═══ EXCERPT PROVIDED ═══
2010-08-15 Thread Roger Leigh
On Tue, Aug 10, 2010 at 08:27:24PM -0700, Russ Allbery wrote:

Since this is open for discussion, some comments about my take
on some of the discussed points:

> ftp-team is concerned about doing license checks across the entire git
> archive Colin points out that we're in the same situation with Alioth for
> redistributability.  However, it is easier to withdraw things from Alioth
> than from the archive.  And redistributability (the legal requirement) is
> a lot less of a bar than what we check for DFSG.

I can see that this could be a legitmate cause for concern, especially
since the history is essentially immutable and if "tainted" will
remain so unless it's deliberately excised and the history is altered.
However, is this a problem in reality, or just theoretical?  If it's
only a problem occasionally, then could this be better dealt with
(with the cooperation of upstream) on a case-by-case basis as and when
this becomes a real issue?

I'm not a fan of shallow clones due to the loss of history--we're
losing out on the main advantage to having a git repo at this point.
I'm not an expert WRT shallow clones, but can you get back to a full
clone given the packaged repo?  "get fetch --depth" appears to do this,
though I don't know how to specify "everything" if you don't know the
remote max depth.  So shallow clones seem fine as a source package
distribution format, but it would be nice to have debcheckout or
dpkg-source (or whatever tool is most appropriate) have the ability
to get back to the original state for actual work (and then strip
it back out again when repacking) without me needing to do the extra
work by hand.

> - Colin wonders why we don't have a central directory of all the source
>   package packaging repositories rather than putting it in package metadata.
>   * Even with that, if you look at stuff in stable, the chances are that a
> lot of those repositories have gone away.
═══ RECORDS PROVIDED ═══
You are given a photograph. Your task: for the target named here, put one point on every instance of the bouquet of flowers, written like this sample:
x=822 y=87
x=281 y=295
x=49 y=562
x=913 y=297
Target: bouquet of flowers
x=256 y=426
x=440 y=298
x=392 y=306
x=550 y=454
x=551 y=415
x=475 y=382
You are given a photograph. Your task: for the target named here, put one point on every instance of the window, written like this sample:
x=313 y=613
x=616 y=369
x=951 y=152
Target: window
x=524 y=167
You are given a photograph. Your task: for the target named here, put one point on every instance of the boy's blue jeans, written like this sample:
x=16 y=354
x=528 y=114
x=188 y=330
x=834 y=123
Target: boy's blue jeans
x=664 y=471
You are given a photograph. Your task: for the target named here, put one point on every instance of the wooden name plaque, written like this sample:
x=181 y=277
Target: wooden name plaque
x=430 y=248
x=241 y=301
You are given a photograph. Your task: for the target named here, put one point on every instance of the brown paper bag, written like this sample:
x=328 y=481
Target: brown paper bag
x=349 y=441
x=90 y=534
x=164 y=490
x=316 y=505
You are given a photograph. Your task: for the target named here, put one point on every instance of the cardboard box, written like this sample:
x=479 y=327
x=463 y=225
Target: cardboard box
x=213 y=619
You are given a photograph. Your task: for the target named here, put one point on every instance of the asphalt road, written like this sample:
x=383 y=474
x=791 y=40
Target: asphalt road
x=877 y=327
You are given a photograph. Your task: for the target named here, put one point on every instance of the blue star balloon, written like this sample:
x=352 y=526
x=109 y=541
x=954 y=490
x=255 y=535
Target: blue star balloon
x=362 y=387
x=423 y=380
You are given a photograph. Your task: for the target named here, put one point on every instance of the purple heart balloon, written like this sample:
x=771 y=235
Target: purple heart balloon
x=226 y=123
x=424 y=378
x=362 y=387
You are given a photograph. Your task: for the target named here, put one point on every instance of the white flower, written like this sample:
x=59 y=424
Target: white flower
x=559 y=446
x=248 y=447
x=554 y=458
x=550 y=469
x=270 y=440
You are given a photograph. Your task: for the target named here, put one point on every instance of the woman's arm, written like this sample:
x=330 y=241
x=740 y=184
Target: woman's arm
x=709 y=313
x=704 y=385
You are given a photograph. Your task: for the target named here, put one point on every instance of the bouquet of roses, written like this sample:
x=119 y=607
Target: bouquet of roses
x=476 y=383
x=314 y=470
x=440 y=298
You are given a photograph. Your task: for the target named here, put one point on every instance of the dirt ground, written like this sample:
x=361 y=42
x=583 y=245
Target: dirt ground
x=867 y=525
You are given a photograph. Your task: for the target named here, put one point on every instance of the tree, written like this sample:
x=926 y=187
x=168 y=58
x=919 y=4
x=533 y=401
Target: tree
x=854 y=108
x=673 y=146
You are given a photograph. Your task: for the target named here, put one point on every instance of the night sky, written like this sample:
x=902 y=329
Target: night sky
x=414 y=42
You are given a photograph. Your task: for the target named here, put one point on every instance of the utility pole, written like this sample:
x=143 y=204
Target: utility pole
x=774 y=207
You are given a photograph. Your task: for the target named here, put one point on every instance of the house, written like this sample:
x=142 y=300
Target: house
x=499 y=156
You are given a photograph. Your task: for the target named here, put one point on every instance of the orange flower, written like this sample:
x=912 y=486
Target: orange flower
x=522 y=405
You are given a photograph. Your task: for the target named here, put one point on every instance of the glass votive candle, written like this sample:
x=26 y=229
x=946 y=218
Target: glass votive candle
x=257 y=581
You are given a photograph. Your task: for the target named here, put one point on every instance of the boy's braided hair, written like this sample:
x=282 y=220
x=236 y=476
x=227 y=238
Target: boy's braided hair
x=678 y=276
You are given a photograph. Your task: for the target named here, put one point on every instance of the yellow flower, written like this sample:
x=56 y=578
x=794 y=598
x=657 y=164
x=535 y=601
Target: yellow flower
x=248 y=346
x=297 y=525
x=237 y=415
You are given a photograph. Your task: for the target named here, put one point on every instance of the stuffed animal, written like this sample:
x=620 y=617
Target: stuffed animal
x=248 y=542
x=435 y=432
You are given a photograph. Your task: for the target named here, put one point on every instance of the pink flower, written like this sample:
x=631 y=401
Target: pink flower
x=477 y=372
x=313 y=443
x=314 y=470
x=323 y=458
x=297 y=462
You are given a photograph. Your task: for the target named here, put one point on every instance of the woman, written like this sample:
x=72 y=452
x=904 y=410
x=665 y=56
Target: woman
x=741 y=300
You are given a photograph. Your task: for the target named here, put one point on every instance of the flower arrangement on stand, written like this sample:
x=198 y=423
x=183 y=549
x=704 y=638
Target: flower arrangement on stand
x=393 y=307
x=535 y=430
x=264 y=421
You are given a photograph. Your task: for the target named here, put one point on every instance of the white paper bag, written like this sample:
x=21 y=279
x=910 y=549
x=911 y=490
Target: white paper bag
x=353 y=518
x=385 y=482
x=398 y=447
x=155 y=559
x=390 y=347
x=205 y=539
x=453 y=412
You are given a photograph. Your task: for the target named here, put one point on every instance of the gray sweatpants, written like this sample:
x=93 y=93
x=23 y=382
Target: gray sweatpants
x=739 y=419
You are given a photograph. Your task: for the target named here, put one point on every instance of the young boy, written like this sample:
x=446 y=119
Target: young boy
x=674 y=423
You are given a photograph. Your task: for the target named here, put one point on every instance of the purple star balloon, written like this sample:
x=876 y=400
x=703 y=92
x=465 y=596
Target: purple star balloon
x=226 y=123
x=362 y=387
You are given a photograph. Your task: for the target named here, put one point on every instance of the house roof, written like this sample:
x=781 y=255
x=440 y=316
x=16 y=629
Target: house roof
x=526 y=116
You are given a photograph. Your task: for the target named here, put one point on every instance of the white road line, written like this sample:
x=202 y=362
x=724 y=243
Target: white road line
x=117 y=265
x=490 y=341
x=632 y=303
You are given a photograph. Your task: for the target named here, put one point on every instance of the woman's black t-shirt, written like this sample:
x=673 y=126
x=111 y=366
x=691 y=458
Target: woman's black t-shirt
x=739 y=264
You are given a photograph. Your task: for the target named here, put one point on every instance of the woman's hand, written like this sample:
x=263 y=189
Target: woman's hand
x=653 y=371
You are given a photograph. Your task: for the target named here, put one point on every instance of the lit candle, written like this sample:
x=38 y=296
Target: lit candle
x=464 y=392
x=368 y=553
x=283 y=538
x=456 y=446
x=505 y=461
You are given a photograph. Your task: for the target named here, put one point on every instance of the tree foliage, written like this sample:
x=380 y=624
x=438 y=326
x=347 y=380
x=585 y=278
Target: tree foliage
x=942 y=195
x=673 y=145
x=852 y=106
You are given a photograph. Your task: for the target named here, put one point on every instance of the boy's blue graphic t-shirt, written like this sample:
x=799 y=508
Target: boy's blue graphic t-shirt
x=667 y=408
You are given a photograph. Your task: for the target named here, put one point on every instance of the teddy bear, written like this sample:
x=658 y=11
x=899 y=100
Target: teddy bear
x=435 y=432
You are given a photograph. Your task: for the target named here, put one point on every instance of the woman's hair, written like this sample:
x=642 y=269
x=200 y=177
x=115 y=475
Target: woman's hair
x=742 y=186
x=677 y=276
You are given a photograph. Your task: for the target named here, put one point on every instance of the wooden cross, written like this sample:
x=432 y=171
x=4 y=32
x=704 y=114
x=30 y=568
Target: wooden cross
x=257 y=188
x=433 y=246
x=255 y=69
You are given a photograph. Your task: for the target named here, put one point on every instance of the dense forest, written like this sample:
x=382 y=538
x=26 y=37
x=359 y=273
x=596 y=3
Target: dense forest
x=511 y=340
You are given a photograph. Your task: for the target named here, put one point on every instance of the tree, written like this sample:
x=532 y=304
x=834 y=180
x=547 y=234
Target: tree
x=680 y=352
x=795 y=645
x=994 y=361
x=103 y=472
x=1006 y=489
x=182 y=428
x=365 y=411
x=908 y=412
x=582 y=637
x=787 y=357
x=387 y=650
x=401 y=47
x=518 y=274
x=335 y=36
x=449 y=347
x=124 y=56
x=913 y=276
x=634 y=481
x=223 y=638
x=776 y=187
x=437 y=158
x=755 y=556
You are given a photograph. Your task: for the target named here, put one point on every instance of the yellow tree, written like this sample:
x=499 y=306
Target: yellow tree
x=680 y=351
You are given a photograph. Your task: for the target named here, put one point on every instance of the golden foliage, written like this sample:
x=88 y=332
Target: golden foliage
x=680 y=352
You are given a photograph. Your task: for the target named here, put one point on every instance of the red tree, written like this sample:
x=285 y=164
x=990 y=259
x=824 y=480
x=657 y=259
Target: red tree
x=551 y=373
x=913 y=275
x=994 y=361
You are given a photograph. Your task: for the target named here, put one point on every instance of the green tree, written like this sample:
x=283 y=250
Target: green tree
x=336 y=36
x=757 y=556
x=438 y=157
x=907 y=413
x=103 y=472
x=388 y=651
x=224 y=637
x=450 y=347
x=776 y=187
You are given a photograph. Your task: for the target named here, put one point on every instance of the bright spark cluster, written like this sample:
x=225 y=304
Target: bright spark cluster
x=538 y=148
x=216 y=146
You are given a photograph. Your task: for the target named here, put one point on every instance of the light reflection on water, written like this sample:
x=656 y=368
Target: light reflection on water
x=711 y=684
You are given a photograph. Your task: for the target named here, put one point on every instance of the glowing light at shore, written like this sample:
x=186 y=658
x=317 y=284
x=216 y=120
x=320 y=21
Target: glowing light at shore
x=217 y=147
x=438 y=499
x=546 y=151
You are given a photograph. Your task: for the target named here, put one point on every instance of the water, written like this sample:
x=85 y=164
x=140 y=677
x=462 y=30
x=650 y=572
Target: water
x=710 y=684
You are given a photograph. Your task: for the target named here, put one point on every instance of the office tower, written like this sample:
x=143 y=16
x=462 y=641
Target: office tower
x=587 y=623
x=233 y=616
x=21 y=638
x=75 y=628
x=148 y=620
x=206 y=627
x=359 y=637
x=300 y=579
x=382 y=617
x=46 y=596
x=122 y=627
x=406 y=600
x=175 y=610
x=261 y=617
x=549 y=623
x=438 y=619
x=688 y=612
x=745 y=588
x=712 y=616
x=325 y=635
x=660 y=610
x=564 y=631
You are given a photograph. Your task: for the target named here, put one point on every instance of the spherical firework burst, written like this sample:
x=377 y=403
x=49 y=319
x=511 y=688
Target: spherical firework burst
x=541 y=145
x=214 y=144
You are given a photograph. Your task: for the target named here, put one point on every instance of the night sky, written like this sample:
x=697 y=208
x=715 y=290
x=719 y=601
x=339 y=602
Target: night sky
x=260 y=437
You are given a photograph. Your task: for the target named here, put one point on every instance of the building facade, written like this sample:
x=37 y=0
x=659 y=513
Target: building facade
═══
▶ [TASK SET]
(A) From the message about git repositories, set down the passage that begins with the words "I'm not an expert" and stops after the words "have gone away.", copying it exactly.
(B) List every person named in the message.

▶ [PROBLEM SOLUTIONS]
(A)
I'm not an expert WRT shallow clones, but can you get back to a full
clone given the packaged repo?  "get fetch --depth" appears to do this,
though I don't know how to specify "everything" if you don't know the
remote max depth.  So shallow clones seem fine as a source package
distribution format, but it would be nice to have debcheckout or
dpkg-source (or whatever tool is most appropriate) have the ability
to get back to the original state for actual work (and then strip
it back out again when repacking) without me needing to do the extra
work by hand.

> - Colin wonders why we don't have a central directory of all the source
>   package packaging repositories rather than putting it in package metadata.
>   * Even with that, if you look at stuff in stable, the chances are that a
> lot of those repositories have gone away.

(B)
Roger Leigh
Russ Allbery
Colin